### SELECTED PASSAGE:
Do these people have a notion of God? Do they have a spiritual life? Absolutely the do! As I have worked with very old people who are at different stages of dementia I have discovered that even in the last stages of dementia, the spiritual part of their being is active. We I say the Lord’s prayer with the residents, most of them join me either in the actual words or in the language they have created in their minds. When they hear hymns and spiritual songs they often respond physically in some way. When you pray with the individually they are very likely to squeeze their hand. The most important thing you can do when working with those who struggle with dementia is to let them know through you actions, emotions, words, and efforts that they are important. That they have value. You must validate them.

The other day, one of the residents who normally just complains of imagined problems, sleeps, or just sits and stares, suddenly began singing the Hallelujah Chorus with a beautiful voice and a deep emotion that brought tears to my eyes. She did this after I told her she still had purpose and could be a blessing. She would one day judge angels. I think she decided to join them in expressing the deep love for the Lord that was alive in her heart.

### DATA BELOW:

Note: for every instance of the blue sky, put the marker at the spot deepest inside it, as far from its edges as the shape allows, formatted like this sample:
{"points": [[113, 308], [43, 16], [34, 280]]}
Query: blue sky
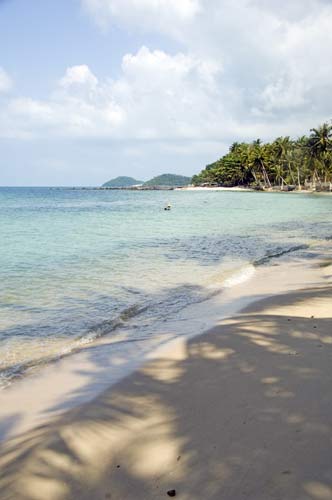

### PROMPT A:
In the passage on dementia and spiritual life, what did one resident suddenly begin singing?
### PROMPT B:
Retype the passage on dementia and spiritual life starting at "The other day, one" and ending at "in her heart.".
The lines are separate material with no connection to the passage on dementia and spiritual life.

### EXERCISE OUTPUT A:
The Hallelujah Chorus.

### EXERCISE OUTPUT B:
The other day, one of the residents who normally just complains of imagined problems, sleeps, or just sits and stares, suddenly began singing the Hallelujah Chorus with a beautiful voice and a deep emotion that brought tears to my eyes. She did this after I told her she still had purpose and could be a blessing. She would one day judge angels. I think she decided to join them in expressing the deep love for the Lord that was alive in her heart.